- **Aufgabe**: Gib aus dem Forenauszug zur Klasse KFZ den Teil erneut wieder, der mit den Worten „Das, was Du“ beginnt und mit „Thisor (26. Jan 2016)“ endet, und tausche dabei „Ansatz“ gegen „Entwurf“.

Jap, aber ich kam nicht drauf das ich in der if-Anweißung mit auto.art zugreifen muss


----------



## Joose (26. Jan 2016)

Jetzt weißt du es aber


----------



## kneitzel (26. Jan 2016)

Also ich kenne die Anforderung nicht, aber Dein Code (so er auch technische korrekt ist), ist in meinen Augen sehr "dubios". Die massive Verwendung von static Funktionen führt zumindest zu ungewohntem Code.

a) Dein public static Kfz create hätte ich als Konstruktor erwartet, so dass statt einem KFZ.create(...) einfach ein new KFZ(....) benutzt wird. (Du hast nur deshalb kein "KFZ." nutzen müssen, da Du alles in die Klasse KFZ gepackt hast. Separation of Concerns - Du hast da Dinge gemixt, die so nicht zusammen gehören!)
b) Die Aufrufe KFZ.steuerHubraum(KFZ meinAuto) sind auch ungewohnt. Da würde ich Aufrufe wie meinAuto.steuerHubraum() erwarten.

Das, was Du da geschrieben hast, entspricht zumindest in meinen Augen nicht wirklich einem objektorientierten Ansatz.

Konrad


----------



## Thisor (26. Jan 2016)

Richtig @kneitzel , hier geht es nämlich auch nicht um objektorientierte Programmierung. Sondern nur das man mit Datenstrukturen und mit Methoden besser umgehen kann/versteht, weiß wie sie funktionieren etc.

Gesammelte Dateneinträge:

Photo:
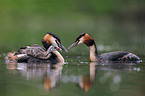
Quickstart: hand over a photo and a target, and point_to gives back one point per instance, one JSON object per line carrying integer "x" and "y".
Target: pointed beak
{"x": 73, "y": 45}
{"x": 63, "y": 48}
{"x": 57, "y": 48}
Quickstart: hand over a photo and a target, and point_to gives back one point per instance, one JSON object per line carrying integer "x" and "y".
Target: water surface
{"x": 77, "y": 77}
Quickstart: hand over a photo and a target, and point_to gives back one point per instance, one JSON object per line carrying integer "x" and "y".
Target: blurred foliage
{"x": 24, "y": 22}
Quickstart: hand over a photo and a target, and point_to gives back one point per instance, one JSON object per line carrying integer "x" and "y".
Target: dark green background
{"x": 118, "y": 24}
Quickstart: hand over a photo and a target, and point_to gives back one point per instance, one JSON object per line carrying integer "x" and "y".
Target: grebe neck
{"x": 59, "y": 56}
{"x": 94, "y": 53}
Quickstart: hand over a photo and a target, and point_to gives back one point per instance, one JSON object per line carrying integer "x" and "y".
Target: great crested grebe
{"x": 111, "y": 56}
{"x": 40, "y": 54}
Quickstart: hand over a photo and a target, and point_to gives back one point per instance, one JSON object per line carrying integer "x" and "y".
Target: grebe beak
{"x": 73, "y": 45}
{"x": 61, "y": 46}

* * *

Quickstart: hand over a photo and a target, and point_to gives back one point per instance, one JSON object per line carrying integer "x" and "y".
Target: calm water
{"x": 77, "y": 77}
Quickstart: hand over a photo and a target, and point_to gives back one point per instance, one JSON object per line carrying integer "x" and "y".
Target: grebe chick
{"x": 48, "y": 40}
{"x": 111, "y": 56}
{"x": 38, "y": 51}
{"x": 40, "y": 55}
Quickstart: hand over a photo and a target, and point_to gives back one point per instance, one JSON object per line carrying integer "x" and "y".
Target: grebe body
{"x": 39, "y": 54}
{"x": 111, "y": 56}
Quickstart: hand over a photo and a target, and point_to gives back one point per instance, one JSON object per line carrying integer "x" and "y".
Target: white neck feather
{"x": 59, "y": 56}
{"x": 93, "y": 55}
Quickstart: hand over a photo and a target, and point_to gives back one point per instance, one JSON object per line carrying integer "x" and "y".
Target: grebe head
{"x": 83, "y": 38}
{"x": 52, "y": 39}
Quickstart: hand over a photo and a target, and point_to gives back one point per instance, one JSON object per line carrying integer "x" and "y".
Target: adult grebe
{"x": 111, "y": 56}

- **Vollständige Antwort**:
Das, was Du da geschrieben hast, entspricht zumindest in meinen Augen nicht wirklich einem objektorientierten Entwurf.

Konrad


----------



## Thisor (26. Jan 2016)